## REQUIREMENTS
a - In the delayed allocation thread, what is the default value of the index.unassigned.node_left.delayed_timeout setting?
b - Repeat the stretch of the delayed allocation thread from "Allow to set" through "and unnecessary relocations." word for word.

## SOURCE EXTRACT
┄┄┄┄┄┄
Optional Delayed Allocation on Node leave #11712

kimchy · 2015-06-17T02:22:43Z

Allow to set delayed allocation timeout on unassigned shards when a node leaves the cluster. This allows to wait for the node to come back for a specific period in order to try and assign the shards back to it to reduce shards movements and unnecessary relocations.

The setting is an index level setting under index.unassigned.node_left.delayed_timeout and defaults to 0 (== no delayed allocation). We might want to change the default, but lets do it in a different change to come up with the best value for it. The setting can be updated dynamically.

When shards are delayed, a log message with "info" level will notify which shards are being delayed and for how long.

An implementation note, we really only need to care about delaying allocation on unassigned replica shards. If the primary shard is uniassigned, anyhow we are going to wait for a copy of it, so really the only case to delay allocation is for replicas.

bleskes · 2015-06-17T07:05:37Z

core/src/main/java/org/elasticsearch/cluster/routing/RoutingService.java

+            }
+            if (scheduled) {
+                logger.info("delaying unassigned shard allocation, shards: {}", sb);
+            }
        } else {
            FutureUtils.cancel(scheduledRoutingTableFuture);


don't we need to cancel all the futures in delayedShardsToReroute ?

I will refactor it where its not relevant

bleskes · 2015-06-17T07:33:41Z

Did a review cycle. I like how things come together. One concern I had was the implementation in RoutingService where we maintain a queue of pending reroutes per unassigned (delayed) shard. I think it will be simpler to just use the single future we already have and set it every time to the next expected change moment (i.e., the minimum delay of all unassigned shards). On a setting change we can do a reroute all the time (which we might do already). Am I missing something?

bleskes · 2015-06-17T10:55:32Z

one more little thing - we need do some docs work as well, it's an important change. I can help if need be.
┄┄┄┄┄┄
## ITEMS
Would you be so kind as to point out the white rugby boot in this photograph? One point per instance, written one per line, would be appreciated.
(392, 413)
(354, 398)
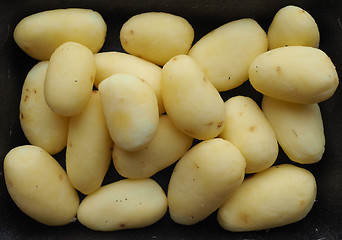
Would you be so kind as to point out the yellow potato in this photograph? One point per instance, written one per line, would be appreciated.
(40, 34)
(109, 63)
(39, 186)
(191, 101)
(41, 126)
(249, 130)
(89, 148)
(276, 197)
(203, 179)
(295, 74)
(131, 110)
(126, 204)
(156, 36)
(225, 54)
(69, 79)
(298, 127)
(293, 26)
(168, 145)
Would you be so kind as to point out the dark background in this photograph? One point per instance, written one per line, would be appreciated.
(325, 219)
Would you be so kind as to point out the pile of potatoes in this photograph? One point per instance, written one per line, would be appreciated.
(144, 108)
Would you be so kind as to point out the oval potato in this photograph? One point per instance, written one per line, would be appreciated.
(40, 34)
(39, 186)
(126, 204)
(276, 197)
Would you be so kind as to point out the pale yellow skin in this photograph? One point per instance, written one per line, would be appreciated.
(298, 127)
(190, 100)
(168, 145)
(249, 130)
(126, 204)
(203, 179)
(40, 34)
(69, 79)
(41, 126)
(131, 110)
(293, 26)
(295, 74)
(156, 36)
(109, 63)
(276, 197)
(39, 186)
(225, 54)
(89, 148)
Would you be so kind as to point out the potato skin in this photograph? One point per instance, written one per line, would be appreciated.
(272, 198)
(39, 186)
(41, 126)
(40, 34)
┄┄┄┄┄┄
## ANSWERS
a - It defaults to 0, which means no delayed allocation.

b -
Allow to set delayed allocation timeout on unassigned shards when a node leaves the cluster. This allows to wait for the node to come back for a specific period in order to try and assign the shards back to it to reduce shards movements and unnecessary relocations.